TASK REQUIREMENTS -
[a] Which Bible passage and translation does the essay on loving the unlovable quote?
[b] Resume the essay on loving the unlovable from the point at which it stops.

PAGE EXTRACT -
■ ■ ■ ■ ■ ■ ■

Loving like God those who are unlovable by man

03/12/2019


Do you love those around you? I am not talking about your wife and children, but also your neighbors who you might not like so much. How about those who are detestable, or who hate you; do you love those? Well, if you are to follow in the footsteps of Jesus, and obey his teaching, then you should love them all.


“"You have heard that it was said, 'You shall love your neighbor and hate your enemy.' But I say to you, Love your enemies and pray for those who persecute you, so that you may be sons of your Father who is in heaven. For he makes his sun rise on the evil and on the good, and sends rain on the just and on the unjust.”

‭‭Matthew‬ ‭5:43-45‬ ‭ESV‬‬


I asked you in my opening paragraph if you loved those who you might not like so much, and I asked this because I have heard it taught that it is alright (acceptable) to not like someone, and that this is not a requirement of love. Some teach that liking and loving are scripturally different, but if that is true then how do we love our enemies and those who persecute us? Our commandment is to love our neighbors without differentiation, and Jesus knew that was not an easy thing to do; listen to his words...

■ ■ ■ ■ ■ ■ ■

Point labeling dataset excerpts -
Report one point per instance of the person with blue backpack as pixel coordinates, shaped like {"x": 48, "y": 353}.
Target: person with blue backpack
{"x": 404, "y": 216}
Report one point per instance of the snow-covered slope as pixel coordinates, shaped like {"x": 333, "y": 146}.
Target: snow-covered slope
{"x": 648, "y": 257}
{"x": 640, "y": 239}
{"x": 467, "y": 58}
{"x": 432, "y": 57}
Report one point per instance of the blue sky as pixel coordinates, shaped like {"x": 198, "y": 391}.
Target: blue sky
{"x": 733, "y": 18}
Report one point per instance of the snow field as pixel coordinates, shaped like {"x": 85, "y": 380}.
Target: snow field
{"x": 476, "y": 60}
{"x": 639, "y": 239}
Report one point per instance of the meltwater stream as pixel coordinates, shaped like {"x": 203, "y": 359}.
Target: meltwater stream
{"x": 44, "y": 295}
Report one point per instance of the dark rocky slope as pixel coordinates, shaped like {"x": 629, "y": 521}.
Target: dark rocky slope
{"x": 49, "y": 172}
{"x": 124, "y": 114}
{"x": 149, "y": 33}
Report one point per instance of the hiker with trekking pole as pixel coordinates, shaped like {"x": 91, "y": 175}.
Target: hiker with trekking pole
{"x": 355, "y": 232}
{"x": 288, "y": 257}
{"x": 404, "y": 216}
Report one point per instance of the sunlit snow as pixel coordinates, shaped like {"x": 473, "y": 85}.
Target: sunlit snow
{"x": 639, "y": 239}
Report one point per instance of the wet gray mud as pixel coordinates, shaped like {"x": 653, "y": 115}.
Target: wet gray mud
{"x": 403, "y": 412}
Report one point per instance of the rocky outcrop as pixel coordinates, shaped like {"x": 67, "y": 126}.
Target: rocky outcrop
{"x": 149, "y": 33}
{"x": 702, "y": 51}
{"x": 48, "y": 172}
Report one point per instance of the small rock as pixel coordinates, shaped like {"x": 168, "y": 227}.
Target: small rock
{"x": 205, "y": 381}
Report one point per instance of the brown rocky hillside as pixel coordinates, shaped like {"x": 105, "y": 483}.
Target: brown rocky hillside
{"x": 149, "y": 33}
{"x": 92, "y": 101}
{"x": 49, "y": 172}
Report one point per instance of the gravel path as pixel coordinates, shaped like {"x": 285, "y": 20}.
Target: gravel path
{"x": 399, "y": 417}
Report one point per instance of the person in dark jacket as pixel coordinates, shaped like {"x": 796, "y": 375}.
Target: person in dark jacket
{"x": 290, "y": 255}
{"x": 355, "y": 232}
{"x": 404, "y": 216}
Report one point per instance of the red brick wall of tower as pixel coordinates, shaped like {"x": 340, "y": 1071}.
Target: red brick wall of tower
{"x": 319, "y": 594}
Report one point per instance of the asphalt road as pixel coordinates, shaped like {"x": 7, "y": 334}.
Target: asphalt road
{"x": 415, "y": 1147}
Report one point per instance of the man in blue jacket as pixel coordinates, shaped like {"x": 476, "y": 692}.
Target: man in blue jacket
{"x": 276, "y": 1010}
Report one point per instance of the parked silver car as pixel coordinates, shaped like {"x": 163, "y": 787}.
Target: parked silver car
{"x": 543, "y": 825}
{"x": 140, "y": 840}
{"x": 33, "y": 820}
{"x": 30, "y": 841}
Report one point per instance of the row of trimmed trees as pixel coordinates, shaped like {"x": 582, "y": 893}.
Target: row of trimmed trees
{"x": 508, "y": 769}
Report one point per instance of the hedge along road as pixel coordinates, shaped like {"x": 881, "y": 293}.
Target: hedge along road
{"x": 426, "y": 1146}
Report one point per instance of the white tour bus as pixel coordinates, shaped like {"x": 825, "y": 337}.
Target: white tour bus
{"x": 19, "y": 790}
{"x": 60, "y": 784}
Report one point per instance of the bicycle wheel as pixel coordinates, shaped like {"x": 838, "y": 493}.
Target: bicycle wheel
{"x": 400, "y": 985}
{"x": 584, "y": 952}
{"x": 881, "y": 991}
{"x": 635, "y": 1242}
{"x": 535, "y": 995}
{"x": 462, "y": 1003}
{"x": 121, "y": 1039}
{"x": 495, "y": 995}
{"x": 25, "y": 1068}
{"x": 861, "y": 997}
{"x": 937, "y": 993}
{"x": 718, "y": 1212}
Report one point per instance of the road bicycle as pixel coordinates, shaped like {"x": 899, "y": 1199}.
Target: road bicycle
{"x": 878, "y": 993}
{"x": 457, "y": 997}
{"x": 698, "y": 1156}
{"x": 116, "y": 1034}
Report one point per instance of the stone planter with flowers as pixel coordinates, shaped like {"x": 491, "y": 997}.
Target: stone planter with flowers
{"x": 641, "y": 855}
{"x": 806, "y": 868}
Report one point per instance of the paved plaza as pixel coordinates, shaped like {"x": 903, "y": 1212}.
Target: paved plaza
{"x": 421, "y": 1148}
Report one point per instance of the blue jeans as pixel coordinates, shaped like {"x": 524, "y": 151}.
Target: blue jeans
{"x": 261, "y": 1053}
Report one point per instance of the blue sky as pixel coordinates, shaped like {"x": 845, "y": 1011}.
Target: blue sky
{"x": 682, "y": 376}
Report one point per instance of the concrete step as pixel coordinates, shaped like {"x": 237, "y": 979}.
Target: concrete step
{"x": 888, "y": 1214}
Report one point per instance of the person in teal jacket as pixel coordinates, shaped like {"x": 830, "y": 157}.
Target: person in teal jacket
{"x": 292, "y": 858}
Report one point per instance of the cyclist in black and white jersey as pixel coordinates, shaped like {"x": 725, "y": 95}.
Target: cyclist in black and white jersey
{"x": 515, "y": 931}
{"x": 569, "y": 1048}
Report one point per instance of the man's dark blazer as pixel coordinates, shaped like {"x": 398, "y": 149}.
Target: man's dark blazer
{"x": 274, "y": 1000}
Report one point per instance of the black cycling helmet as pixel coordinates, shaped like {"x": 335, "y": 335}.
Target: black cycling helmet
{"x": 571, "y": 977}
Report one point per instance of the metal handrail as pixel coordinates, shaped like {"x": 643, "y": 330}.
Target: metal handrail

■ ■ ■ ■ ■ ■ ■

RESPONSES -
[a] Matthew 5:43-45, in the ESV.

[b]
“For if you love those who love you, what reward do you have? Do not even the tax collectors do the same? And if you greet only your brothers, what more are you doing than others? Do not even the Gentiles do the same?”

‭‭Matthew‬ ‭5:46-47‬ ‭ESV‬‬


Ours is to love all our neighbors... not just a select few, or to split hairs by saying that we can love someone without liking them. When we teach ourselves to like someone it leads us to love them; it is the first step. We are told to love them as ourselves, well can you love yourself without first liking who you are?


“The second is this: 'You shall love your neighbor as yourself.' There is no other commandment greater than these."”

‭‭Mark‬ ‭12:31‬ ‭ESV‬‬


I once knew a bully who was bitter and mean to everyone who he came in contact with. When you would do something as simple as say “good morning” to him it was met by an angry response and often by his cussing at you. When I would see him coming, I would cringe because I knew the encounter was not going to be good. One day I was standing in the front yard of my parent’s home when an old pickup truck came speeding down the street in front of their house. Suddenly I had a terrible pain in my neck... the bully had shot me with a pellet rifle from the back of the truck. At that moment I really didn’t like this boy, and I certainly wasn’t loving him.


It took me a while to get over that incident, but eventually the swollen red welt went down and my neck returned to normal. I was thankful he hadn’t put out my eye. So how could I possibly love this boy? Surely there must have been a clause in Jesus’ commandment that allowed me to dislike this one guy! I knew where he lived, it was somewhere at the end of a country road called Cinder Bed Road. My friends and I were afraid to go down there for fear we might get beaten up... or worse.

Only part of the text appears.